Start of Block

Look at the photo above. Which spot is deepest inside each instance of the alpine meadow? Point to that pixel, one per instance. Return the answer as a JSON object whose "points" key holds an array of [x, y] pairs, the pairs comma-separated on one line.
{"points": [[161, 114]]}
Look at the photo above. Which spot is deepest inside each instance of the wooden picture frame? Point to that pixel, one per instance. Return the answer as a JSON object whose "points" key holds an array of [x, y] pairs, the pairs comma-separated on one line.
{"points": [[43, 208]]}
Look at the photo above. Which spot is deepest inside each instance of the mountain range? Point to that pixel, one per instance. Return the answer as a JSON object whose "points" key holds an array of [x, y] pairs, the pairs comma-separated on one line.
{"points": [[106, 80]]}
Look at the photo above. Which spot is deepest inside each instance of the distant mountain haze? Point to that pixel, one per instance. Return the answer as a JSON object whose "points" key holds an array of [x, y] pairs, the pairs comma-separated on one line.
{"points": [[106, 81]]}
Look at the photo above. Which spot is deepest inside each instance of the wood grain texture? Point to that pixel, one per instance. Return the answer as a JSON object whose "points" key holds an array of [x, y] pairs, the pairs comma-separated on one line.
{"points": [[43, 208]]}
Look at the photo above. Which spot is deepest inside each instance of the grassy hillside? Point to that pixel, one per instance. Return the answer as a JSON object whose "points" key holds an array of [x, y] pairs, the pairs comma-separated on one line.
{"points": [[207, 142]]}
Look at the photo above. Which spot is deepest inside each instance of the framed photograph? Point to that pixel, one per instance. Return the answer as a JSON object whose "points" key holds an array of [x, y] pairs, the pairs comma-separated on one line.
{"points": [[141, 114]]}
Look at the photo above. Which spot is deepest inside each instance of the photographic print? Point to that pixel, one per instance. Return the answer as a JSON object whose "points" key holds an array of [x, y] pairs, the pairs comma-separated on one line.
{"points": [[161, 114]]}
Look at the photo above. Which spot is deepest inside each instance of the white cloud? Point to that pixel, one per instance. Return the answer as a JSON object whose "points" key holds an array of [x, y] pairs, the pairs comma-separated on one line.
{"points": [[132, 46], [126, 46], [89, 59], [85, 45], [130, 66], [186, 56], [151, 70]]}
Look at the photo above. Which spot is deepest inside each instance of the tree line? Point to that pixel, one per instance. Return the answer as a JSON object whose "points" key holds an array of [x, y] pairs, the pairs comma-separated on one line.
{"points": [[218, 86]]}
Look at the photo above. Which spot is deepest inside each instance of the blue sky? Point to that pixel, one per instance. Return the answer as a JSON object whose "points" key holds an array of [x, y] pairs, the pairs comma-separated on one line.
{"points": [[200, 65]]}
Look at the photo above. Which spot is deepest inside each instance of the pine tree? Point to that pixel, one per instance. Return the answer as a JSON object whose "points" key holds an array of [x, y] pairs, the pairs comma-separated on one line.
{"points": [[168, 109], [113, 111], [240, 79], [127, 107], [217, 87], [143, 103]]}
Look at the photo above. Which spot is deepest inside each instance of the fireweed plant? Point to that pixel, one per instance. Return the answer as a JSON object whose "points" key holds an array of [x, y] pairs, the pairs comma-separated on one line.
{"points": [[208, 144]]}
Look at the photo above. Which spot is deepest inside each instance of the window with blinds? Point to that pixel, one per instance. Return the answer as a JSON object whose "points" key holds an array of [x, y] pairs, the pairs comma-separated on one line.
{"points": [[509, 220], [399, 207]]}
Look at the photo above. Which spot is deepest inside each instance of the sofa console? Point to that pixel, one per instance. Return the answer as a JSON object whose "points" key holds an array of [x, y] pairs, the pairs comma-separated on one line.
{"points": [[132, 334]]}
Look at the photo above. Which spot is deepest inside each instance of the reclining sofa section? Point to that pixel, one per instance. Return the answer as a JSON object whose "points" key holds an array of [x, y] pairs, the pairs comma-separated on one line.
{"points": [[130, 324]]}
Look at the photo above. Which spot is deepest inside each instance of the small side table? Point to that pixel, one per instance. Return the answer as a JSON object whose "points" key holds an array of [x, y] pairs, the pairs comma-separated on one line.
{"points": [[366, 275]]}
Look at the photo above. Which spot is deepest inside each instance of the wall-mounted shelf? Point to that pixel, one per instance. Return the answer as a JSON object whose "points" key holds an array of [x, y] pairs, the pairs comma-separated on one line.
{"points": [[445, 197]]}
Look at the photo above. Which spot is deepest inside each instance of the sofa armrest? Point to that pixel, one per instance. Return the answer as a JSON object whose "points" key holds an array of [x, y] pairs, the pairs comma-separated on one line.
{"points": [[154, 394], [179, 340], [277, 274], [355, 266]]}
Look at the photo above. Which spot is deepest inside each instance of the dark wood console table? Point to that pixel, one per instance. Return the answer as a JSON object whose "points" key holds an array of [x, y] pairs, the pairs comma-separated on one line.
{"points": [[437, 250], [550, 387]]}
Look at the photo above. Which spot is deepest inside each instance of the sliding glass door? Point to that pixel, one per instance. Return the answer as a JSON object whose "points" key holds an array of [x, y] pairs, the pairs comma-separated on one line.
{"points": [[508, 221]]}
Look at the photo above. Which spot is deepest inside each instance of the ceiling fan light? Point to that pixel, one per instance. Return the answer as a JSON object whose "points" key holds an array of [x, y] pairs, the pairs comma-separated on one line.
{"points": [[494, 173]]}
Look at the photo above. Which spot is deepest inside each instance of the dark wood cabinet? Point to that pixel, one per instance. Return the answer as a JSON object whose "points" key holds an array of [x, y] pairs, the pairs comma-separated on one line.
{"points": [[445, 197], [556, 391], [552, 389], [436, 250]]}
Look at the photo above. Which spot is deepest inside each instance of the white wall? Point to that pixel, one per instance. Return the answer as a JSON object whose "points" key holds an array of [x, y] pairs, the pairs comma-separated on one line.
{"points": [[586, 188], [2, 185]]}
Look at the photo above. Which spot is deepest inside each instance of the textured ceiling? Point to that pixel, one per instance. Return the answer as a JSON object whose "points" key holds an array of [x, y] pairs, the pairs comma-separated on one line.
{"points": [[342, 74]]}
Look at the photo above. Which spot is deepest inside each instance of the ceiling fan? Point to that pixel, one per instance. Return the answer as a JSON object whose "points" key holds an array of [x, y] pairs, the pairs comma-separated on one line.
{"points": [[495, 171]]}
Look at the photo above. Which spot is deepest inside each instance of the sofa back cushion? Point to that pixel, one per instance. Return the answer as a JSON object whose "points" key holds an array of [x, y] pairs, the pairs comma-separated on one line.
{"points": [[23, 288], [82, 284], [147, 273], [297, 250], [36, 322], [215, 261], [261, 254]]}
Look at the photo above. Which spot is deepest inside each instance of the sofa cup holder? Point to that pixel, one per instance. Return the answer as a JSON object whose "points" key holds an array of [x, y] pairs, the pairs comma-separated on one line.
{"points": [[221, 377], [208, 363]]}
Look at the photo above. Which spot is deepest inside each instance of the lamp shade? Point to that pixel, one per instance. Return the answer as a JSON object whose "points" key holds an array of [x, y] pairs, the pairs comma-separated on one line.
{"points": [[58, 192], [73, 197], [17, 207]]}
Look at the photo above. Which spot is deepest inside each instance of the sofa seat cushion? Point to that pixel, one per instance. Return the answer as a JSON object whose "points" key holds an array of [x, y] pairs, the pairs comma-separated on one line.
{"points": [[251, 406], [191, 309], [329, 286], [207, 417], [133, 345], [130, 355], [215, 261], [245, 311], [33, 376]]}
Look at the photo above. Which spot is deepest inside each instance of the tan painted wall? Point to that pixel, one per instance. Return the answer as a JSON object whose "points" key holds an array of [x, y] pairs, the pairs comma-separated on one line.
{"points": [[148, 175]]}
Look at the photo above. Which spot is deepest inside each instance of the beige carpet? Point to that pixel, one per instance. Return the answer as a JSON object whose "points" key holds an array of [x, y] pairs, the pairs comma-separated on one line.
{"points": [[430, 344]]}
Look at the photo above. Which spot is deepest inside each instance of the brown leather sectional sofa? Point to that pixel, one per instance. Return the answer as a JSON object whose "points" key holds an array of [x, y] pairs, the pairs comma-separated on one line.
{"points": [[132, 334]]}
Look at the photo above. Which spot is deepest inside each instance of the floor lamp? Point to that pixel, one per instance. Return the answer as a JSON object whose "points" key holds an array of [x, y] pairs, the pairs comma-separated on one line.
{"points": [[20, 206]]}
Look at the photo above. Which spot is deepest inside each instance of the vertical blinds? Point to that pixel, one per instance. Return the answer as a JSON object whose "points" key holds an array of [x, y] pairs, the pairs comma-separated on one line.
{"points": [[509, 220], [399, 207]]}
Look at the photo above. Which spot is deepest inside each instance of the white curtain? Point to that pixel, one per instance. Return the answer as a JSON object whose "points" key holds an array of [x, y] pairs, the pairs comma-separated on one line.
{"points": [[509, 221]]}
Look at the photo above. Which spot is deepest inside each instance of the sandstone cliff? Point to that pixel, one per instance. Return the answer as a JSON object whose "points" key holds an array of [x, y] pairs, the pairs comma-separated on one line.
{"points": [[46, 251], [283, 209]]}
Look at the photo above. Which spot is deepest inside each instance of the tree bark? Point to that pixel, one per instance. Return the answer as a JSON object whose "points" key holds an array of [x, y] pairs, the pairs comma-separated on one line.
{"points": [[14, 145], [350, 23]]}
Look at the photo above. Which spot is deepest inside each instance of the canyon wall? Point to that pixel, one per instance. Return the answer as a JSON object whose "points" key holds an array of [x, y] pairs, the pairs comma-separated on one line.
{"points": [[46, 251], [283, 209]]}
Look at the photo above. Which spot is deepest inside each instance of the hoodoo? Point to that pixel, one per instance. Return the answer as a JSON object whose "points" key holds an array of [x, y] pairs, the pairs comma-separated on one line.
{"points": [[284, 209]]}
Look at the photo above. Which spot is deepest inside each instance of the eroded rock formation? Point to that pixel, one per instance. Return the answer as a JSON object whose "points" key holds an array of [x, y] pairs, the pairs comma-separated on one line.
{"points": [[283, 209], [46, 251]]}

End of Block
Start of Block

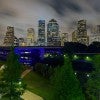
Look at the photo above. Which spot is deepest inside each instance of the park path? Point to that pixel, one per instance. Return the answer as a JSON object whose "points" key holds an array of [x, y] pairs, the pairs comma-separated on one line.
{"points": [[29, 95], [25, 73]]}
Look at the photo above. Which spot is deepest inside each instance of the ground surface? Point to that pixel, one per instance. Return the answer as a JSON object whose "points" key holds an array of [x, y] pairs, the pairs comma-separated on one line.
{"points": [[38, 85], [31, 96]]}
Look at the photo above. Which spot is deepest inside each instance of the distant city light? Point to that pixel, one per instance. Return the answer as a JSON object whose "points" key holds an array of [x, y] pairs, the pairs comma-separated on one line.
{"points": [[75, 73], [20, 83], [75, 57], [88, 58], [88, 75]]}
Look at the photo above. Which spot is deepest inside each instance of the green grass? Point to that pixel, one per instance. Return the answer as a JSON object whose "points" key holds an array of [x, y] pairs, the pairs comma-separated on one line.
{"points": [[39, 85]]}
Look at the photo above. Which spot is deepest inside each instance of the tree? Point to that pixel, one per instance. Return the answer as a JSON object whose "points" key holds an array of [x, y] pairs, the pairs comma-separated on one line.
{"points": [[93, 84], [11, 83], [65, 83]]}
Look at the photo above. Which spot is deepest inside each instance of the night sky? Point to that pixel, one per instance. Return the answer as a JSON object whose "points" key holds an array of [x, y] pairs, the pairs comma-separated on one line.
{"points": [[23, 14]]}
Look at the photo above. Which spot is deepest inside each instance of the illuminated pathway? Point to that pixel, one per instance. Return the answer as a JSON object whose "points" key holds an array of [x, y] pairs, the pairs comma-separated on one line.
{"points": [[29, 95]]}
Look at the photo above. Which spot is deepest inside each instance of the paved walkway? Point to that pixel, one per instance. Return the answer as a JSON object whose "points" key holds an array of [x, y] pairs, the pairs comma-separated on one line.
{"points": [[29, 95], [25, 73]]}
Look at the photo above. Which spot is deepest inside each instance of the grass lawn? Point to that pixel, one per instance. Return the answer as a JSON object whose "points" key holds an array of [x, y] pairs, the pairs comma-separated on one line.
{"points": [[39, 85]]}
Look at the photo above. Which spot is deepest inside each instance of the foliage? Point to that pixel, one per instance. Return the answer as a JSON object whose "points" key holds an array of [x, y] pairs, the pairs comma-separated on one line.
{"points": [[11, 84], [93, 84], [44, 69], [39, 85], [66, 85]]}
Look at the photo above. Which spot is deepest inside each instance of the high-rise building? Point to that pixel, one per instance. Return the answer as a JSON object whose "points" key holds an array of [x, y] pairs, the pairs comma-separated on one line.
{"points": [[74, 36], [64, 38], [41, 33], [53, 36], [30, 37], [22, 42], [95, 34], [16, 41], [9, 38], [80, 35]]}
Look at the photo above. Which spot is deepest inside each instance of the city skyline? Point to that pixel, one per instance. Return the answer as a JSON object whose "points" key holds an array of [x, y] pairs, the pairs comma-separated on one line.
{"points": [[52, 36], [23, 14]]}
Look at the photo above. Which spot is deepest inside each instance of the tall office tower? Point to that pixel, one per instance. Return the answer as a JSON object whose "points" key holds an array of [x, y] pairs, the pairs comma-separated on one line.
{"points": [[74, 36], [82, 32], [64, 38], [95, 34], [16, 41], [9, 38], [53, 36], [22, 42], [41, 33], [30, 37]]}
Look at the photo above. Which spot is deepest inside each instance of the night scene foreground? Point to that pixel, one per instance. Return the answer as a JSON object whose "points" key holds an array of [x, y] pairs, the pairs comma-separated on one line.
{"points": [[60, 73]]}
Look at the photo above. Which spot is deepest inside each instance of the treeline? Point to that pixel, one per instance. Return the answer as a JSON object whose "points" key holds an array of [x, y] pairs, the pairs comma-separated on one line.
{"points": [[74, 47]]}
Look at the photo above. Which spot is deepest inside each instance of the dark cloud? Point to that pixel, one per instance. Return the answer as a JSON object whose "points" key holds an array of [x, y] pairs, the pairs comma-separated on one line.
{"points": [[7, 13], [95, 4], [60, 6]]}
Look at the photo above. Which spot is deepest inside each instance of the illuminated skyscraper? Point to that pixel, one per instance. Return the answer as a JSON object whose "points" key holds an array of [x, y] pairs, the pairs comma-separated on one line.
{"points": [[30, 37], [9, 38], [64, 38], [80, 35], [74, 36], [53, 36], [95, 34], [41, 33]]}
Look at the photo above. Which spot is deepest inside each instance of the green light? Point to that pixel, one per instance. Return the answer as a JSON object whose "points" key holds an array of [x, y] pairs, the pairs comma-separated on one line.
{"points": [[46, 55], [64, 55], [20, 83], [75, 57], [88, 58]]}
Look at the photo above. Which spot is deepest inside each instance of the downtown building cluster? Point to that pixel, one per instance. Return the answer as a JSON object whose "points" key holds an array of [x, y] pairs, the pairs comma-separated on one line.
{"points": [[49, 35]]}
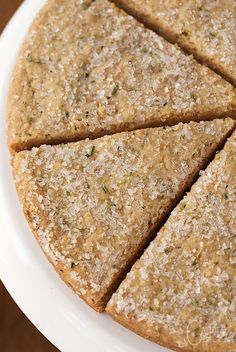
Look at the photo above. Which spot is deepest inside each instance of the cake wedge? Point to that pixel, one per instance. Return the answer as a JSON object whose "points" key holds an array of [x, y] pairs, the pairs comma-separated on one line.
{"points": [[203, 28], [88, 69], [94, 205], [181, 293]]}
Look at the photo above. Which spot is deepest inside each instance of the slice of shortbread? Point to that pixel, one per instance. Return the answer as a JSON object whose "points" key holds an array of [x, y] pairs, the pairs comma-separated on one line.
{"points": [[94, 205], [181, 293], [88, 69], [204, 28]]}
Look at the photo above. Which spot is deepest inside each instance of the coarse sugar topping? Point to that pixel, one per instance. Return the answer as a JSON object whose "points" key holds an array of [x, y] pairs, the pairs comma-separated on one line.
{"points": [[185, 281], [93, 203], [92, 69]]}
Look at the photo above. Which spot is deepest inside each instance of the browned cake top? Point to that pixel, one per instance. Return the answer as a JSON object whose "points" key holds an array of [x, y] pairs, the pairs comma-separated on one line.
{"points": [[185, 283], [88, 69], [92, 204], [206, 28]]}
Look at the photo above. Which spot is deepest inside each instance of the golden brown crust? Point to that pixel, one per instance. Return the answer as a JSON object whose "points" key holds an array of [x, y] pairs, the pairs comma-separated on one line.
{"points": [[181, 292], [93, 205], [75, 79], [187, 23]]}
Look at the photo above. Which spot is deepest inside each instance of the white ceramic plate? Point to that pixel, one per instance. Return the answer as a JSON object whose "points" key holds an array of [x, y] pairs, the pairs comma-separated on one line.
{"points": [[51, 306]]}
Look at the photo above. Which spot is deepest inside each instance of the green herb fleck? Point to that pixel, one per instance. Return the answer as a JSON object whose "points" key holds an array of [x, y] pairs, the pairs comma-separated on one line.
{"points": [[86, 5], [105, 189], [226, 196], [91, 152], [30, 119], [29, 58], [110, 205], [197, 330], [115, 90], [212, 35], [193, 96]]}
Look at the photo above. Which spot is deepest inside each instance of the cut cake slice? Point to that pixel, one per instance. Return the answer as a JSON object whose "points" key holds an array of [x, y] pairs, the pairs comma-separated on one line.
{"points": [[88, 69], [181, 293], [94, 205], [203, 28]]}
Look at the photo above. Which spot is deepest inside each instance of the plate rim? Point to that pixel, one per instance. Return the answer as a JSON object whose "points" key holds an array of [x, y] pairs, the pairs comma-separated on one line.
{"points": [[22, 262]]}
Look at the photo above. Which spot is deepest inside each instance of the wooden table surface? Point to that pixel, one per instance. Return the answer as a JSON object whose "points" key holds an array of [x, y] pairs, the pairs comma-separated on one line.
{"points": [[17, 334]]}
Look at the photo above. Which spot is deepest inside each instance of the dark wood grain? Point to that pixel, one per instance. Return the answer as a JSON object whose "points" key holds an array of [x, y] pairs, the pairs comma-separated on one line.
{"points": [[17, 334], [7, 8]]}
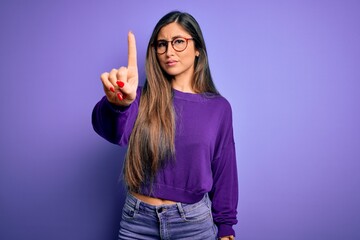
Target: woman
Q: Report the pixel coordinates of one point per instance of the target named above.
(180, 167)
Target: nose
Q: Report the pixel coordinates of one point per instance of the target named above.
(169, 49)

End of Block
Start of Block

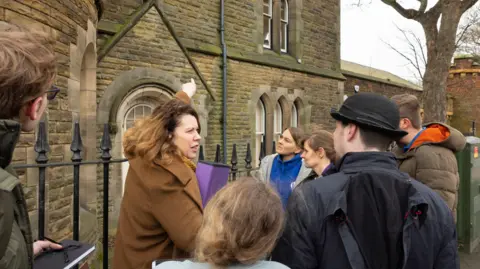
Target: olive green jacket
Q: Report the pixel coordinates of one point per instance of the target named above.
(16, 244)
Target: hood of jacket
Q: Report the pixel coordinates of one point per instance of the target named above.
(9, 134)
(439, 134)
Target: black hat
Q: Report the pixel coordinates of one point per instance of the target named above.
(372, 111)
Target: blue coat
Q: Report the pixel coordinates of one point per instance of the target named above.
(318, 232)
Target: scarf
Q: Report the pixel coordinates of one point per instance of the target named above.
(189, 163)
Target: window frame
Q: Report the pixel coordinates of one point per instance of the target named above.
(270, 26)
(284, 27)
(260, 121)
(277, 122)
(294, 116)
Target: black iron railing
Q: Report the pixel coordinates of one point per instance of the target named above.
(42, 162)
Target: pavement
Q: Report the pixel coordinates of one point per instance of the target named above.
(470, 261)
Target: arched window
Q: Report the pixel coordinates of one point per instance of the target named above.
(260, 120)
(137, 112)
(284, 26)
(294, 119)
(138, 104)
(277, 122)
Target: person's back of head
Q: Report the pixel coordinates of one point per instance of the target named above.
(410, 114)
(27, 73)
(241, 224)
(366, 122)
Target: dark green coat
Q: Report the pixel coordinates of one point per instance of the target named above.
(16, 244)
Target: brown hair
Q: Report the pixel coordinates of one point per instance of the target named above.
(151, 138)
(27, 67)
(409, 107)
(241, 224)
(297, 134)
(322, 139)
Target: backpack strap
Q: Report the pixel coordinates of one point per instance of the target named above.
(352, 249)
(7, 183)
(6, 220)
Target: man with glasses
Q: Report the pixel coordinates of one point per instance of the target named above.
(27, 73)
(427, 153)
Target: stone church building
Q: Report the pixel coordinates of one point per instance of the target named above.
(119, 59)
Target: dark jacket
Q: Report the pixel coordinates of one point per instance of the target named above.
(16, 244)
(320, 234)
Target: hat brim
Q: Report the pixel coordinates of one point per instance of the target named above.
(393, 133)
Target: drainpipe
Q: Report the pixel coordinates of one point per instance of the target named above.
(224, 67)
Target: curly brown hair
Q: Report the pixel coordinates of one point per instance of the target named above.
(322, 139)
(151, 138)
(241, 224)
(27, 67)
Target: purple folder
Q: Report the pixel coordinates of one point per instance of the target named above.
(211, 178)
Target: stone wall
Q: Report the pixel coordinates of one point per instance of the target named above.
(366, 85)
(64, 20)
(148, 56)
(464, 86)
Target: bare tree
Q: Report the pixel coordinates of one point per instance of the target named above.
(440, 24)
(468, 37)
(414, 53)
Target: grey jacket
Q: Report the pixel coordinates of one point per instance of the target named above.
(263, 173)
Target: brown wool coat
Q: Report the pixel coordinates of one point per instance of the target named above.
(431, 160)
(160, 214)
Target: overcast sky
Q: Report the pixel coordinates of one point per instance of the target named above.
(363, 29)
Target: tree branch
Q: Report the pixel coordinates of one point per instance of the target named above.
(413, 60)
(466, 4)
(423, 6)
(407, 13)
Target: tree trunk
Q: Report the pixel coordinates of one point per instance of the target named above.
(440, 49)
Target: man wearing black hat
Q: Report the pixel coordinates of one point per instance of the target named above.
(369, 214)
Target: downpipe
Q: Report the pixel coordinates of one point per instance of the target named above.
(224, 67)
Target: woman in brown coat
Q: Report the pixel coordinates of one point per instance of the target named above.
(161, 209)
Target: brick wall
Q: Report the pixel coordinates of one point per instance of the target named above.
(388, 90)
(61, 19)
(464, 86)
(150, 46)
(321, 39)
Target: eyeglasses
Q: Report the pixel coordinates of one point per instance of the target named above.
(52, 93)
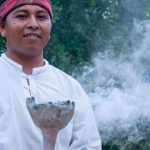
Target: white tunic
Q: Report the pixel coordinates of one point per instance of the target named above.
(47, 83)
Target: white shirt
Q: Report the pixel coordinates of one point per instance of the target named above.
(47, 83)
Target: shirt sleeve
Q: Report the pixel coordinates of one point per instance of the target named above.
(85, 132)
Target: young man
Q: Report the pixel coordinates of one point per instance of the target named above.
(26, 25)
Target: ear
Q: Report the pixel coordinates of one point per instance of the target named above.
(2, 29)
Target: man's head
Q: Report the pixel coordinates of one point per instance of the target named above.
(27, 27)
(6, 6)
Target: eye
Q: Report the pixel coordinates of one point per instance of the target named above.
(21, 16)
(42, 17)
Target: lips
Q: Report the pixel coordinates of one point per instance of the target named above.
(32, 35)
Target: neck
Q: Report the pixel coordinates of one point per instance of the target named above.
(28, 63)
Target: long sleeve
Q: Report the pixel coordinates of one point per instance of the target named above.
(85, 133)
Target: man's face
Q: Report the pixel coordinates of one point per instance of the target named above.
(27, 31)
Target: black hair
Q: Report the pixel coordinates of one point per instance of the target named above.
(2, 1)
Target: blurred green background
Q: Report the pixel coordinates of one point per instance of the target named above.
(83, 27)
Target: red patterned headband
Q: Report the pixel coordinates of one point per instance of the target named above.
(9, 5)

End of Block

## Exercise objective
In the entries above, identify each line that includes the string "sleeve", then copy it.

## Answer to the exercise
Target: shirt sleeve
Target: long sleeve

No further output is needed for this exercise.